begin
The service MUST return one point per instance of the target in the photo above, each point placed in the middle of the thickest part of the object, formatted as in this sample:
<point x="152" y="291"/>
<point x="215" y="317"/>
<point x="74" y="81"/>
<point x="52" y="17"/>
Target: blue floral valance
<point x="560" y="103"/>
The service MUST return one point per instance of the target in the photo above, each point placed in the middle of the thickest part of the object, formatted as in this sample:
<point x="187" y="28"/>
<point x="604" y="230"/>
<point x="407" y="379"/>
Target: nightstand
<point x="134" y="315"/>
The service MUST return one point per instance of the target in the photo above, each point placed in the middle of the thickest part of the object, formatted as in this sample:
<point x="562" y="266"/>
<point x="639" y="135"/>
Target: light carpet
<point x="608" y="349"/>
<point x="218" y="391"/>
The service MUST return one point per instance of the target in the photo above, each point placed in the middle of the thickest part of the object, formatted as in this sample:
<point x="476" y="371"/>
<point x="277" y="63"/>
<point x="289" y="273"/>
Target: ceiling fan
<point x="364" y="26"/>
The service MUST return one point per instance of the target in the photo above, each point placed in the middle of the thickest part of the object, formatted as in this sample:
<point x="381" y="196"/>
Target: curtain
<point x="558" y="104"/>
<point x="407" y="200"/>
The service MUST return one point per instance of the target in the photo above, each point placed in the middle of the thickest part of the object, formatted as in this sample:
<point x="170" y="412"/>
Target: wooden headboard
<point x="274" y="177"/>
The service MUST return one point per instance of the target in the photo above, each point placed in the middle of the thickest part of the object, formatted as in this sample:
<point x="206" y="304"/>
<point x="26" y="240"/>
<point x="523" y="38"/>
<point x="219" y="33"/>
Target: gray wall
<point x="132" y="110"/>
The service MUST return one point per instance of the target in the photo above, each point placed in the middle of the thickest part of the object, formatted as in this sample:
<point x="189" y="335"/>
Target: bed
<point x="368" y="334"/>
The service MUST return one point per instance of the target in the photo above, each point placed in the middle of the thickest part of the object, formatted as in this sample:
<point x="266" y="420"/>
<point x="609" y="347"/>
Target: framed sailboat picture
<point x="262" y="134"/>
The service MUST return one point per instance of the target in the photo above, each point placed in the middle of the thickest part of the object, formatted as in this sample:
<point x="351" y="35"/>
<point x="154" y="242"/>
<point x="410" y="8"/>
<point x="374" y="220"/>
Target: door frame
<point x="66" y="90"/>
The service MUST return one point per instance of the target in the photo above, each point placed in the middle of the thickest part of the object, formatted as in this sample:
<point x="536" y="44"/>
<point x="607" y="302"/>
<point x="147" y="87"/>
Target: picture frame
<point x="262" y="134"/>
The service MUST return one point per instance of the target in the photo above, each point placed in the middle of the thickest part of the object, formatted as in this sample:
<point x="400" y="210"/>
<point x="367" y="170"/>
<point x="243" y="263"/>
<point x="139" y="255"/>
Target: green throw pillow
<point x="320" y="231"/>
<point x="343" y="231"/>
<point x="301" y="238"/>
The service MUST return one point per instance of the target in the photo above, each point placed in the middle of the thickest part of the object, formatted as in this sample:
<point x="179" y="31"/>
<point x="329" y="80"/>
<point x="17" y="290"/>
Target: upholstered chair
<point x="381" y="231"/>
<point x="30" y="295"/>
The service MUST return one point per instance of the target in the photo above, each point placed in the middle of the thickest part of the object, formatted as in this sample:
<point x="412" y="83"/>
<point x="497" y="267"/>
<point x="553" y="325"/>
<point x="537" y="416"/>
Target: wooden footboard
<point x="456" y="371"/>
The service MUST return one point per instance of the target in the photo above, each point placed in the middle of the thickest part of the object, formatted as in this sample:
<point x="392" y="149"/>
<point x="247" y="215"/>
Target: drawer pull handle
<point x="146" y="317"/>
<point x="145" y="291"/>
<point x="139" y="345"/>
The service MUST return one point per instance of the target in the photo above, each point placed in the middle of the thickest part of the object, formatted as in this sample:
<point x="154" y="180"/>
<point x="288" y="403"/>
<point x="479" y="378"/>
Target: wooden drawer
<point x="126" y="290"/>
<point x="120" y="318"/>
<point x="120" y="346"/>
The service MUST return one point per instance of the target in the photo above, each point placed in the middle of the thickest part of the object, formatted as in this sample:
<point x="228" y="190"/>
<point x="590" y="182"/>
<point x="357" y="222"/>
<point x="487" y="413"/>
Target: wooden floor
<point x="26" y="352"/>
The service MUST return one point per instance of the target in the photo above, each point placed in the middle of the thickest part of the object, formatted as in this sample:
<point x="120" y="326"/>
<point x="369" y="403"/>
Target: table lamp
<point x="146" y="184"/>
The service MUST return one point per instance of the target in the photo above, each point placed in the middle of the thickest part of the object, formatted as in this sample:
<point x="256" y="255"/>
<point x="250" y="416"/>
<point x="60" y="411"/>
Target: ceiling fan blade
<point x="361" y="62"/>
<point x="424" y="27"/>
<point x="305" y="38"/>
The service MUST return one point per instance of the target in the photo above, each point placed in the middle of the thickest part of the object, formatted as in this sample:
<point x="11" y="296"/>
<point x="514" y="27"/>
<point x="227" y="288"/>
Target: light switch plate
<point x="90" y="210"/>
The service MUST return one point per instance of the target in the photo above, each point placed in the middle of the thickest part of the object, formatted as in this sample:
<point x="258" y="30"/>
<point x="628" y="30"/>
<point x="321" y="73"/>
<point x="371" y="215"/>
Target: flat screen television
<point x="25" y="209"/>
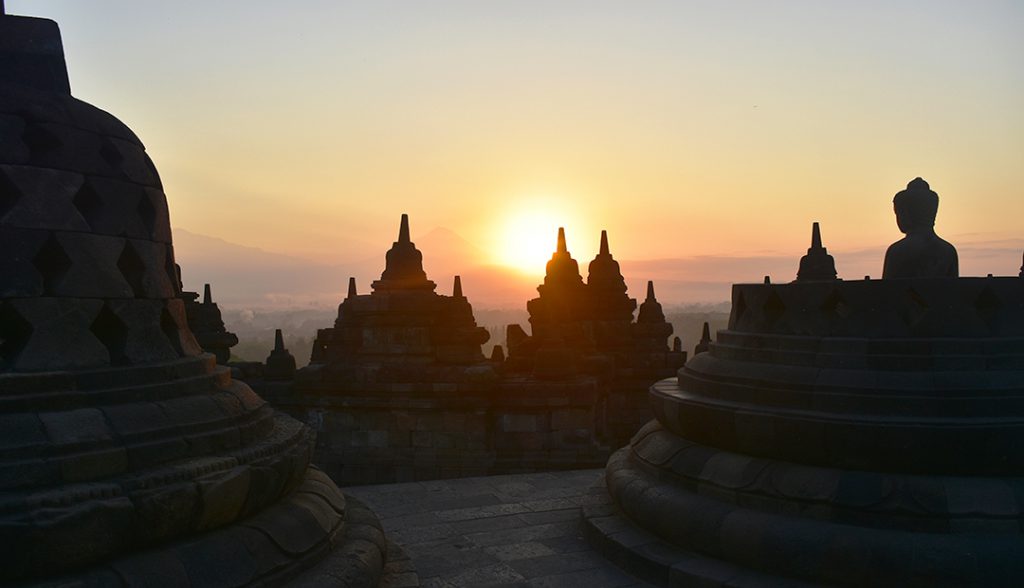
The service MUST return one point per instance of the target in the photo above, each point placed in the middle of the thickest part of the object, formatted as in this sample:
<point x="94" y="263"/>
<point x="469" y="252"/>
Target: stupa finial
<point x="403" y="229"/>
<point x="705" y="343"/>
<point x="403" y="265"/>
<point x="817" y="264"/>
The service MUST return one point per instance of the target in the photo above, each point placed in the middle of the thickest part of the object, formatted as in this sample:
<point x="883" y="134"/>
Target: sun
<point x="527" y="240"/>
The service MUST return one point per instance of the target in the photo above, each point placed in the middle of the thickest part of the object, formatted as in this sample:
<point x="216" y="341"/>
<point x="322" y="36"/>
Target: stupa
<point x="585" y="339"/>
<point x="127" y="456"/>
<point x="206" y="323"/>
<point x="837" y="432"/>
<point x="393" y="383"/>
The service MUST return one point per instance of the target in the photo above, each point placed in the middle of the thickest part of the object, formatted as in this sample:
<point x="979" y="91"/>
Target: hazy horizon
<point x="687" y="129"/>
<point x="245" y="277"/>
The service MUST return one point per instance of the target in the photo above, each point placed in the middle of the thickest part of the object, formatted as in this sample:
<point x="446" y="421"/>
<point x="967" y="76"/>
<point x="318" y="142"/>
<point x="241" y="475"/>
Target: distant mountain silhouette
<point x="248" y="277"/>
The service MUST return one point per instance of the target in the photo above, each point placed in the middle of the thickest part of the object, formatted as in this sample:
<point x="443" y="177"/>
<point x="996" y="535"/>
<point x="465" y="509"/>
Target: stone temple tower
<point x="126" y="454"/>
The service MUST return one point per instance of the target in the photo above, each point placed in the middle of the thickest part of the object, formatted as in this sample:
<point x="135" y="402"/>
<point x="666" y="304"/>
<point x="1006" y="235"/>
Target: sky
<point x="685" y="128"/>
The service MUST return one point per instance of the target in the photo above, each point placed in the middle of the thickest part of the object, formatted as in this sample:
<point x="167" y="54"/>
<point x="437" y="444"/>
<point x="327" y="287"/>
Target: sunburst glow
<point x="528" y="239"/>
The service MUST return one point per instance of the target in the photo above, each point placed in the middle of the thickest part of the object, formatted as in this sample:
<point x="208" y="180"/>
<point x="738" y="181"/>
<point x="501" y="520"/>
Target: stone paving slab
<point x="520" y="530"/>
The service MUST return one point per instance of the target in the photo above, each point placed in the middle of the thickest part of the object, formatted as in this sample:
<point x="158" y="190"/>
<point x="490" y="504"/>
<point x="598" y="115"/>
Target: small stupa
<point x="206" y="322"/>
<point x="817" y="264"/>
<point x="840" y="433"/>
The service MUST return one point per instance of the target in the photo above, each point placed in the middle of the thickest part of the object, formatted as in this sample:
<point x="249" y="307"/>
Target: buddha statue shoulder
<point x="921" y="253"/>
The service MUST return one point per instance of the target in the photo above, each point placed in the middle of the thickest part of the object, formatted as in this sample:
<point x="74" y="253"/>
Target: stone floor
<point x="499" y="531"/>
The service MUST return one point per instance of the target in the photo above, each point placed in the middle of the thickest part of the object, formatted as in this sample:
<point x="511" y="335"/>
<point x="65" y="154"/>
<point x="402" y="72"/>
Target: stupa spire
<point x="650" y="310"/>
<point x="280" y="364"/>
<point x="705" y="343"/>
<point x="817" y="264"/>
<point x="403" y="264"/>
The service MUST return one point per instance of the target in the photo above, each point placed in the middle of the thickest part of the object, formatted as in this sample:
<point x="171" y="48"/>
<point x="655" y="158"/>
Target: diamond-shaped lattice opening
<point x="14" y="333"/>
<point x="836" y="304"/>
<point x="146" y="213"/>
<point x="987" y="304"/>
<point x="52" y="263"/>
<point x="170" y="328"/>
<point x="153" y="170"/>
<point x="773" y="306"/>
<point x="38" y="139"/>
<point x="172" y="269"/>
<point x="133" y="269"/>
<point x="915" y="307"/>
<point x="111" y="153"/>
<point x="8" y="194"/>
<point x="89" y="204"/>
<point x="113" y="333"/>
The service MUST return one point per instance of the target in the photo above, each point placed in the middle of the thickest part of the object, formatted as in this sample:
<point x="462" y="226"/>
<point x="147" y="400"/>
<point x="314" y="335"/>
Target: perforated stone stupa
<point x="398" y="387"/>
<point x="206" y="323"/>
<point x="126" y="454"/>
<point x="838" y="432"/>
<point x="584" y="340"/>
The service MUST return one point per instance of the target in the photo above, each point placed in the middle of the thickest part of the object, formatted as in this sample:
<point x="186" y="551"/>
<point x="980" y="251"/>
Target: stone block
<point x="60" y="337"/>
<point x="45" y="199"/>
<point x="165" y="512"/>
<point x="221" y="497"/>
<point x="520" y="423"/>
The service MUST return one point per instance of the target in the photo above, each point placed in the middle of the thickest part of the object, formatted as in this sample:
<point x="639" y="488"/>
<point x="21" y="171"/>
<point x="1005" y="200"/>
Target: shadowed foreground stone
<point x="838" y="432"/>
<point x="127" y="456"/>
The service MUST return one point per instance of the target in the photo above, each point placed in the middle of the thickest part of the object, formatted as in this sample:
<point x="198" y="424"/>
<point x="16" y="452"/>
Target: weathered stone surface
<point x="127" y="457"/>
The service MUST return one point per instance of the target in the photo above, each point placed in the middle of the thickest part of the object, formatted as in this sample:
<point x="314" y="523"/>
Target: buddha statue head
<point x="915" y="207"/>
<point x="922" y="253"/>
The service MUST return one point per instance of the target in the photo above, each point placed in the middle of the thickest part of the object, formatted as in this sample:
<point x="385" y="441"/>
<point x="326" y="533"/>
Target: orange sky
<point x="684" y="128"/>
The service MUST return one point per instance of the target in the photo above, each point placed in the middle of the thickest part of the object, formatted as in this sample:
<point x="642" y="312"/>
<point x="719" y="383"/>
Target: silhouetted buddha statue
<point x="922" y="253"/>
end
### [Task directions]
Pull out each line of the material above that contains the string "buddha". Case counts.

### [Solution for this problem]
Target: buddha statue shoulder
Target: buddha statue head
Target: silhouetted buddha statue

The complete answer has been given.